- **Exercise directions**:
From the data below, pick out every line containing the string "tooth" and copy each one. Treat the match as case-sensitive.
+===+
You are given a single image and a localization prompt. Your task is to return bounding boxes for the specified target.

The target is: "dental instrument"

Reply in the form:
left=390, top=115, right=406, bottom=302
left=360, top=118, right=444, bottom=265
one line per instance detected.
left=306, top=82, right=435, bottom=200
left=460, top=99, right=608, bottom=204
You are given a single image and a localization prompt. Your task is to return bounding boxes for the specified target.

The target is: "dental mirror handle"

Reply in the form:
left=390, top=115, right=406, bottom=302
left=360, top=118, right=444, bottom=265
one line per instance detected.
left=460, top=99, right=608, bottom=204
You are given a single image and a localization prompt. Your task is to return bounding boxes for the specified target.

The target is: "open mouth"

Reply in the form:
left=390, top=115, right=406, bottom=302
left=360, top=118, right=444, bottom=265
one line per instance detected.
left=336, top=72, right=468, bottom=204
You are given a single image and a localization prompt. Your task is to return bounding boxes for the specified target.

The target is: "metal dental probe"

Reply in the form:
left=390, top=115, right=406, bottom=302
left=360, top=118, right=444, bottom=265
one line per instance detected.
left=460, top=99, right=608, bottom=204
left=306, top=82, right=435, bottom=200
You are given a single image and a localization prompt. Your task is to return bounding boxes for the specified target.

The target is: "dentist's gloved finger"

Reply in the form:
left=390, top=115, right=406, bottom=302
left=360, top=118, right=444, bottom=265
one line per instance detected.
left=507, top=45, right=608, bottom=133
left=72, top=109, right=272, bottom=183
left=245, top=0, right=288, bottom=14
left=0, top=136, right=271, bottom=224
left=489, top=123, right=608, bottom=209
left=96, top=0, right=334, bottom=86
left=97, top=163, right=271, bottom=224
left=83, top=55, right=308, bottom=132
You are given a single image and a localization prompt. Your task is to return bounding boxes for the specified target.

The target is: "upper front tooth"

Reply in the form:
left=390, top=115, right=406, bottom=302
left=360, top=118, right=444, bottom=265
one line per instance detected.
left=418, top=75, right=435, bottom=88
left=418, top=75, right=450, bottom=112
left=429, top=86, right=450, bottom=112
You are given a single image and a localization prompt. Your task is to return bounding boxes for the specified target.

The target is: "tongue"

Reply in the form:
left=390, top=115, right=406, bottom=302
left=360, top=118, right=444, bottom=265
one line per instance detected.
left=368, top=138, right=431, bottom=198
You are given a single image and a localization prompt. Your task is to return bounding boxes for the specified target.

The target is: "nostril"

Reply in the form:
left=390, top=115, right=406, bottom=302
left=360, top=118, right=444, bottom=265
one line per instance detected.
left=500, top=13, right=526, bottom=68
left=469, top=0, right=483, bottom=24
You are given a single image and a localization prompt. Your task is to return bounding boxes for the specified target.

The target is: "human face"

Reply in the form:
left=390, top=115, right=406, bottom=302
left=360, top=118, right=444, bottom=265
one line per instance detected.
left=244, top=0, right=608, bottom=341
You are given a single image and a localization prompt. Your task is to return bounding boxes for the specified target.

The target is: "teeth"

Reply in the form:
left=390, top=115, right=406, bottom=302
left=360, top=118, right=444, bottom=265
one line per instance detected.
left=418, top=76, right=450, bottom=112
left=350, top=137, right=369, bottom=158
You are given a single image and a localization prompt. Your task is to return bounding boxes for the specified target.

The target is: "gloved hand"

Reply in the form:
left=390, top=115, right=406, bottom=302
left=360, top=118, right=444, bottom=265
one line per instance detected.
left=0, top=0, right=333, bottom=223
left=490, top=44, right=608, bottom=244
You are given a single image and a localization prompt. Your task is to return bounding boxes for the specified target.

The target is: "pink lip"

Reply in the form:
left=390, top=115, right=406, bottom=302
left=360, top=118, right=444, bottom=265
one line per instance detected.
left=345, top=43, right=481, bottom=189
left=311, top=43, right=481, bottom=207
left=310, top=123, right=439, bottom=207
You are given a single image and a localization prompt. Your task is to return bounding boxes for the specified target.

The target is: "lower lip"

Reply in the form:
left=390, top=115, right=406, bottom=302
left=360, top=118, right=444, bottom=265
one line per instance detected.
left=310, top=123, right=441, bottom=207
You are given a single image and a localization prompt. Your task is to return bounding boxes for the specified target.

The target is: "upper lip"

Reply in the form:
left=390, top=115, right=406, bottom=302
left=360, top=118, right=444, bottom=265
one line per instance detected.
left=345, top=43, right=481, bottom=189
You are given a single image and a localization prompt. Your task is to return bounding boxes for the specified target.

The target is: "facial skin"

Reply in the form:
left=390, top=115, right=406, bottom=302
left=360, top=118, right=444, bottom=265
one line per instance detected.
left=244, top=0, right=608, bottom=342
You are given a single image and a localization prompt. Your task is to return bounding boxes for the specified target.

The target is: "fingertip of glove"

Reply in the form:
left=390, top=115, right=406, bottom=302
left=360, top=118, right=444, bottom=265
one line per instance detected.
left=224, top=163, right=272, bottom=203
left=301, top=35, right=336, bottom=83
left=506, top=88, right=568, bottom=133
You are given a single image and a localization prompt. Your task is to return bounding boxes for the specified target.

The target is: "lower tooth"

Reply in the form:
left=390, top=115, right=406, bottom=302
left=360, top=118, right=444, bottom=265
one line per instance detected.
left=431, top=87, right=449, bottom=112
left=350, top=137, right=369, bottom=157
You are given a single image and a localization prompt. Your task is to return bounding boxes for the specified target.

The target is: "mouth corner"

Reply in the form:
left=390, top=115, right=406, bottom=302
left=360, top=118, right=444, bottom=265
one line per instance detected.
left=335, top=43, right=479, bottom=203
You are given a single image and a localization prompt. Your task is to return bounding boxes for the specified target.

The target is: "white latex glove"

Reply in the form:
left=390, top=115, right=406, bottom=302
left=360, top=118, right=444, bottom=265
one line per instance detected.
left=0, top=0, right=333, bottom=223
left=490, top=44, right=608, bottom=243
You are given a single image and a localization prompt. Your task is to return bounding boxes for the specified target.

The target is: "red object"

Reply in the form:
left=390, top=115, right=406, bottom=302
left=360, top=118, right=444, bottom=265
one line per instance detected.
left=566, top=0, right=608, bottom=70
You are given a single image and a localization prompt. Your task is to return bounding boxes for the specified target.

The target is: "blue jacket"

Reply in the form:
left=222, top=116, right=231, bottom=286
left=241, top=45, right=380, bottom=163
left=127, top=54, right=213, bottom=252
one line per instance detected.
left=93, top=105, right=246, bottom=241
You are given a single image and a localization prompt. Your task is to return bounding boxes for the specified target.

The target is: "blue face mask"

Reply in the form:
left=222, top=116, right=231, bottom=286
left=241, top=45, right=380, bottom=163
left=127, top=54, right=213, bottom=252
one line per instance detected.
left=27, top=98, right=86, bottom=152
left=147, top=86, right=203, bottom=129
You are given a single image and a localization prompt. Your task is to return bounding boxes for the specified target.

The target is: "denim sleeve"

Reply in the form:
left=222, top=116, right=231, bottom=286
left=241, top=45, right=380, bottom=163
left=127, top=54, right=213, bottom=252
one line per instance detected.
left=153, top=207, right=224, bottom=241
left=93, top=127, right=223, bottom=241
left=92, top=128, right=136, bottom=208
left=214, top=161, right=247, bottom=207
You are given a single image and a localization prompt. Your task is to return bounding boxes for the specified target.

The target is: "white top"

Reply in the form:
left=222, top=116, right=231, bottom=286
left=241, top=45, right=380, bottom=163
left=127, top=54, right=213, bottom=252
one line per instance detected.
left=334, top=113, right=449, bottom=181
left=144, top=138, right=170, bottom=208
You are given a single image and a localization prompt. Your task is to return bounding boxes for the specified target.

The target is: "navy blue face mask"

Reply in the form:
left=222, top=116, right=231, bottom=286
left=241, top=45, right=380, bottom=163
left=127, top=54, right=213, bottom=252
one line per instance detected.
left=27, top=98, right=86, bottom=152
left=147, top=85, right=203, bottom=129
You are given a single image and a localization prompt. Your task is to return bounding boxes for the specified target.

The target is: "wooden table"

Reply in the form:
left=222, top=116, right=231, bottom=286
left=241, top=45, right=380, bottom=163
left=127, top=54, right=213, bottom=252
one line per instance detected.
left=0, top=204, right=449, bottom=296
+===+
- **Result**:
The target is: "upper front tooth"
The target is: "lower tooth"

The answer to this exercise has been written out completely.